■ To do: The records that follow are to be transcribed in full, without their images.

■ Input data:
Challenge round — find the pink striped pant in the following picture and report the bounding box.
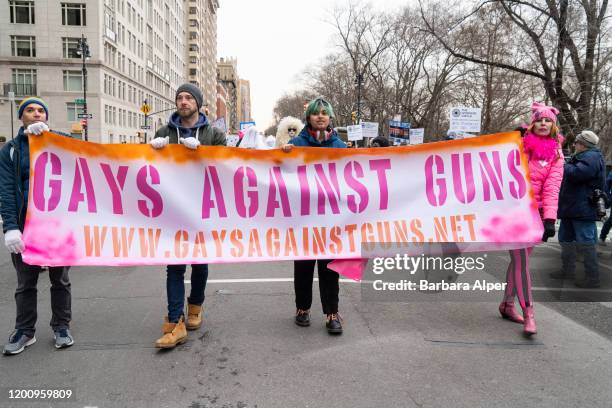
[503,247,534,309]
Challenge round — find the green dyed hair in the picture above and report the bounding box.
[305,97,334,122]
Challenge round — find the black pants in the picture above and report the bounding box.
[12,254,71,337]
[294,259,339,314]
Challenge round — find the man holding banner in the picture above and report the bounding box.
[0,98,74,355]
[150,84,226,348]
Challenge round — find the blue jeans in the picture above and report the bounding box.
[166,264,208,322]
[558,219,597,244]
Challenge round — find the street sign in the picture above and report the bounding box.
[8,92,15,102]
[449,107,481,133]
[77,113,93,119]
[140,125,151,129]
[140,103,151,115]
[74,98,85,105]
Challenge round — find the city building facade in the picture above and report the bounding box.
[186,0,219,119]
[0,0,188,143]
[217,56,238,132]
[237,78,251,125]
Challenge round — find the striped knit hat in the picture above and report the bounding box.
[18,97,49,120]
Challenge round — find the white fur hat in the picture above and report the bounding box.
[276,116,304,147]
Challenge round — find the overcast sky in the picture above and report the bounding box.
[217,0,409,130]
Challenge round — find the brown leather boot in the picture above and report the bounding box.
[186,304,203,330]
[155,317,187,348]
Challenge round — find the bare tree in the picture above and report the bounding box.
[271,90,316,125]
[331,1,393,122]
[420,0,611,142]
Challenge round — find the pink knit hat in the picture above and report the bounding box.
[530,101,559,124]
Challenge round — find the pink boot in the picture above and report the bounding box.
[523,306,537,335]
[499,301,524,324]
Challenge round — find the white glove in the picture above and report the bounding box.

■ Task result:
Challenge round — find the pink striped pant in the following picture and report the bounding box.
[503,247,534,309]
Challenge round — find the green dyed hair in the picture above and report the bounding box.
[305,97,334,122]
Challenge round — find the black pants in the picture above and report the bounding box.
[12,254,71,337]
[294,259,339,314]
Challenge round — find the man holding banner in the picture above and report the bounding box.
[0,98,74,355]
[150,84,226,348]
Challenge round — find the blue jeans in the picture above and report the bounding box.
[166,264,208,322]
[558,219,597,244]
Challenge round — find the street sign in the picture above and report the bounding box.
[8,92,15,102]
[449,107,481,133]
[77,113,93,119]
[140,125,151,129]
[140,103,151,115]
[74,98,85,105]
Challenge round — find the city building facade in the picture above and report the bounding box.
[186,0,219,119]
[0,0,188,143]
[217,56,238,132]
[237,78,251,125]
Challenge round — find the striped knit hat in the picture above and report the bounding box.
[18,97,49,120]
Challenge round — find the white fur hat in the picture above and report the bounding box.
[276,116,304,147]
Challenge round — find the overcast sky in the picture above and report the bounding box.
[217,0,409,130]
Challenge round — find the brown leather boot in the picture above and report the bounding box.
[186,304,203,330]
[155,317,187,348]
Challenge round — find the bare tree in the picture above and report the bounding box.
[271,90,316,125]
[331,1,393,122]
[420,0,611,142]
Challenge round — find the pink knit hat in the picture above and report the bounding box.
[530,101,559,124]
Challenge round — find the pink boot in the picture above and report the bounding box.
[523,306,537,335]
[499,301,524,324]
Challenge round — find the white glove in the picture above and report the bounding box.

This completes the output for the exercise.